== What is asked ==
Omit the pictures from the entries below and retype everything else exactly.

== Information shown ==
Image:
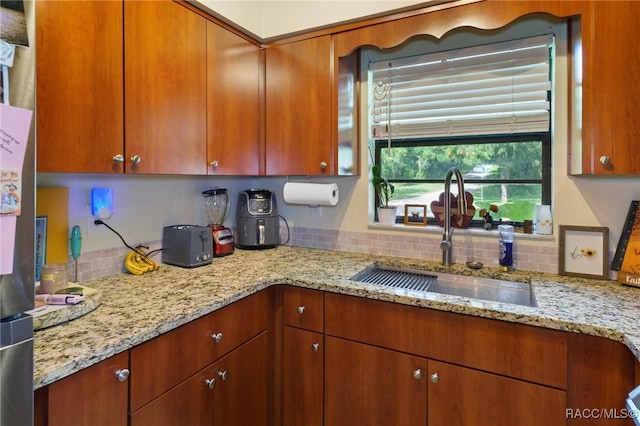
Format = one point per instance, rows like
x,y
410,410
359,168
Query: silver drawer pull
x,y
122,374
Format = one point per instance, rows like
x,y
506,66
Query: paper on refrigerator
x,y
14,135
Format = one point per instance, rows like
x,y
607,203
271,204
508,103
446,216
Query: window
x,y
484,109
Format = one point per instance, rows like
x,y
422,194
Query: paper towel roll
x,y
312,194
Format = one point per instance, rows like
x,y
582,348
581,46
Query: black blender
x,y
216,207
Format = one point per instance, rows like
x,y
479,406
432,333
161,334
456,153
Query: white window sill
x,y
476,232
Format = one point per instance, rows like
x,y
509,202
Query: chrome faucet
x,y
445,245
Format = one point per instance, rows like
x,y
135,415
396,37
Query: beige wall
x,y
272,18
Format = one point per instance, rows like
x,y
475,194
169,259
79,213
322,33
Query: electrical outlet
x,y
92,228
315,211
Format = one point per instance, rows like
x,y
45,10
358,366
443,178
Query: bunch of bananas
x,y
137,262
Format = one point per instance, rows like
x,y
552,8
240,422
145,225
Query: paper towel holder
x,y
312,194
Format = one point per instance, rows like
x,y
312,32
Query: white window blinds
x,y
500,88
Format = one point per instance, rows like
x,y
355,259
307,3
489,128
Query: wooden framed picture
x,y
584,251
415,214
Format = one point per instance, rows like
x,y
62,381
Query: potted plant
x,y
384,192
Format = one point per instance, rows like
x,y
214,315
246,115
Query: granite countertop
x,y
136,308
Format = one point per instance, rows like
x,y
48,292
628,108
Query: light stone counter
x,y
135,309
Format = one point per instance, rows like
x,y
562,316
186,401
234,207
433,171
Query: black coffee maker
x,y
257,221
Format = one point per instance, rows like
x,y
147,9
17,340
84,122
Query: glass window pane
x,y
476,161
516,202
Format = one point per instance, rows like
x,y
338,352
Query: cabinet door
x,y
304,308
241,396
299,108
601,374
189,403
165,88
233,104
163,362
93,396
611,92
462,396
367,385
303,373
79,83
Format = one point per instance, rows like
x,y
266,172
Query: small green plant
x,y
384,189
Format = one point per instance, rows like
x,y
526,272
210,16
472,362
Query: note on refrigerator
x,y
14,135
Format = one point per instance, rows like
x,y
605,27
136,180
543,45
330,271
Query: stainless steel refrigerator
x,y
17,288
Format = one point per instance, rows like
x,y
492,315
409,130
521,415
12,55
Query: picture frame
x,y
41,244
584,251
415,214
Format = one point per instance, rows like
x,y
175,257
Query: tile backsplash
x,y
103,263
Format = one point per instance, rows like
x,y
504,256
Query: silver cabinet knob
x,y
122,374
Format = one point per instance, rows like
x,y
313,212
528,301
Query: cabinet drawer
x,y
165,361
519,351
304,308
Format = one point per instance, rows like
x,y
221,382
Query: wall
x,y
267,19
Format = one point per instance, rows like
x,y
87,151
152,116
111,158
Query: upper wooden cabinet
x,y
79,86
299,108
610,90
165,88
233,104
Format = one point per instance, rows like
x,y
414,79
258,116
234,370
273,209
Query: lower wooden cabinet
x,y
463,396
232,392
97,395
303,371
367,385
370,363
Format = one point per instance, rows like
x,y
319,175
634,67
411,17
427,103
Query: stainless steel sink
x,y
457,285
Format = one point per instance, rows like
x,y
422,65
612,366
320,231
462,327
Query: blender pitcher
x,y
216,208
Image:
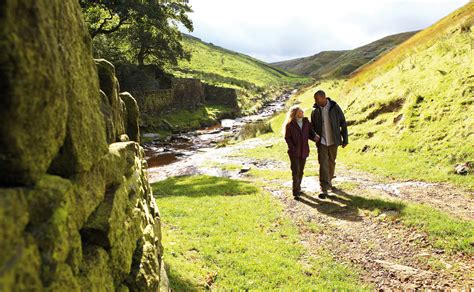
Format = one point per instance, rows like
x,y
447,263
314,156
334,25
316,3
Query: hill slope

== Reply to the task ==
Image:
Format = one point per instance, rows like
x,y
410,410
359,168
Query: silver drawer pull
x,y
122,374
Format = one point per instance, rows like
x,y
506,66
Query: paper on refrigerator
x,y
14,135
Format = one point per instance, rows like
x,y
607,203
271,204
508,103
446,216
Query: window
x,y
484,109
Format = one point per instance, rows like
x,y
422,194
Query: paper towel roll
x,y
312,194
Format = one point per instance, rows like
x,y
582,348
581,46
Query: black blender
x,y
216,207
Format = one point per instance, rows like
x,y
479,406
432,333
161,334
456,153
Query: white window sill
x,y
476,232
Format = one point per instance, rows like
x,y
509,202
Query: chrome faucet
x,y
445,245
Format = one point per instance, rows like
x,y
135,415
396,37
Query: beige wall
x,y
272,18
Format = one point per instance, rows like
x,y
475,194
169,259
79,213
322,33
Query: electrical outlet
x,y
92,228
315,211
Format = one point per instance, rows like
x,y
45,10
358,366
443,178
Query: bunch of bananas
x,y
137,262
Format = one point per instance, rows like
x,y
552,8
240,422
145,225
Query: paper towel holder
x,y
312,194
Format = one point per instance, rows like
x,y
312,32
Query: white window blinds
x,y
500,88
Format = one point per instance, rows like
x,y
355,259
307,3
489,128
Query: wooden framed picture
x,y
584,251
415,214
Format = one point per instance, rows like
x,y
62,381
Query: potted plant
x,y
384,192
Format = one point per instance, rows like
x,y
214,315
246,115
Query: granite countertop
x,y
136,308
Format = one point per instance, rows like
x,y
48,292
628,108
Query: light stone counter
x,y
135,309
Format = one point per instance, rows like
x,y
562,316
186,401
234,207
433,171
Query: black coffee maker
x,y
257,221
Format = one point per instance, rows like
x,y
147,9
17,340
84,122
Query: glass window pane
x,y
476,161
516,202
Format = one point per instance, rows like
x,y
338,352
Query: cabinet door
x,y
304,308
241,396
299,108
601,374
189,403
165,88
233,104
163,362
93,396
611,92
462,396
367,385
303,373
79,83
Format = one point per instance, rows like
x,y
266,172
Query: small green plant
x,y
384,189
Format = one point per instance, rows like
x,y
526,272
210,16
472,362
Query: note on refrigerator
x,y
14,135
Format = one point per instance, rows like
x,y
605,27
136,180
543,45
330,271
Query: stainless steel refrigerator
x,y
17,288
Format = one point per instance, rows like
x,y
492,315
409,130
521,415
12,55
Query: picture frame
x,y
41,244
584,251
415,214
Format = one point per instance, rows like
x,y
175,257
Query: tile backsplash
x,y
103,263
Format = one point per instance, rows like
x,y
504,256
Query: silver cabinet knob
x,y
122,374
Format = one point per instance, rows like
x,y
313,212
528,301
Query: cabinet drawer
x,y
165,361
519,351
304,308
Format = one point per instance, rows like
x,y
221,382
Query: wall
x,y
267,19
Format = one point per instance, rows like
x,y
87,151
152,116
111,158
Query: upper wooden cabinet
x,y
79,86
299,108
610,90
165,88
233,104
Format = one point per instance, rows like
x,y
414,79
258,116
234,370
273,209
Query: lower wooden cabinet
x,y
463,396
232,392
97,395
303,371
367,385
370,363
Format = one point per instance, rows like
x,y
319,175
634,67
411,17
427,103
Query: stainless steel sink
x,y
457,285
Format = one point per instance, rows like
x,y
422,65
612,366
320,231
462,327
Query: blender pitcher
x,y
216,208
Image:
Format = one point per instance, rows like
x,y
447,263
314,156
334,25
316,3
Query: hill slope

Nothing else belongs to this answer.